- PASSAGE GIVEN -
§ §

The opinion of the court was delivered by

HANEMAN, J.

This appeal concerns the extent of the area of the Borough of Carlstadt (Carlstadt) over which the Carlstadt Sewerage Authority (Authority), created under N.J.S.A. 40:14A--1 et seq., has jurisdiction and the legality of the sewerage rates set by said Authority.

In 1938 Carlstadt by contract with Rutherford and East Rutherford created a 'Joint Meeting,' 'for the purpose of collecting and treating the sewage from the western section of the three Boroughs.' See N.J.S.A. 40:63--68 et seq. The Joint Meeting constructed a sewage treatment plant between the years 1939 and 1941. The users of the sewer service are not directly charged for such service, the cost of operation, maintenance, etc., being distributed among the three municipalities. The proportionate share of Carlstadt is absorbed by revenues raised by general taxation.

§ §

- EXERCISE SET -
[1] Copy word for word the part of the Carlstadt sewerage opinion between "The opinion of" and "by general taxation.", inclusive.
[2] Carry the Carlstadt sewerage opinion forward, beginning after its last sentence.

- GIVEN DATA -
§ §

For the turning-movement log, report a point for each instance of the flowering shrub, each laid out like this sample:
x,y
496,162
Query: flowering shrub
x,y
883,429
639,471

§ §

- RESPONSES PER TASK -
[1]
The opinion of the court was delivered by

HANEMAN, J.

This appeal concerns the extent of the area of the Borough of Carlstadt (Carlstadt) over which the Carlstadt Sewerage Authority (Authority), created under N.J.S.A. 40:14A--1 et seq., has jurisdiction and the legality of the sewerage rates set by said Authority.

In 1938 Carlstadt by contract with Rutherford and East Rutherford created a 'Joint Meeting,' 'for the purpose of collecting and treating the sewage from the western section of the three Boroughs.' See N.J.S.A. 40:63--68 et seq. The Joint Meeting constructed a sewage treatment plant between the years 1939 and 1941. The users of the sewer service are not directly charged for such service, the cost of operation, maintenance, etc., being distributed among the three municipalities. The proportionate share of Carlstadt is absorbed by revenues raised by general taxation.

[2]
The eastern section of Carlstadt is largely 'meadowland,' which for years remained undeveloped and unsewered. Due to recent rapid development, largely industrial and commercial, it became apparent that some general system of sewage disposal was required to avoid the imminent danger of water pollution. Accordingly, Carlstadt obtained field investigations and studies from a firm of consulting engineers. As a result, Carlstadt determined that the method of sewage disposal in that section was inadequate. It also concluded that sufficient addition to its present system or construction of a new system would create an almost insuperable municipal financial problem. The Borough, therefore, created the Carlstadt Sewerage Authority. See N.J.S.A. 40:14A--1 et seq. On July 1, 1967, Carlstadt entered into a service agreement with the Authority. In this contract the word 'district' is defined, using the language of N.J.S.A. 40:14A--3, as 'the area within the boundaries of the Borough.' However, the system which the Authority was to finance and construct was referred to in the contract as 'for the use of the residents and inhabitants of a Portion of the Borough and for the collection and disposal of certain sanitary sewage and other wastes arising within a Portion of said District.' (Emphasis supplied)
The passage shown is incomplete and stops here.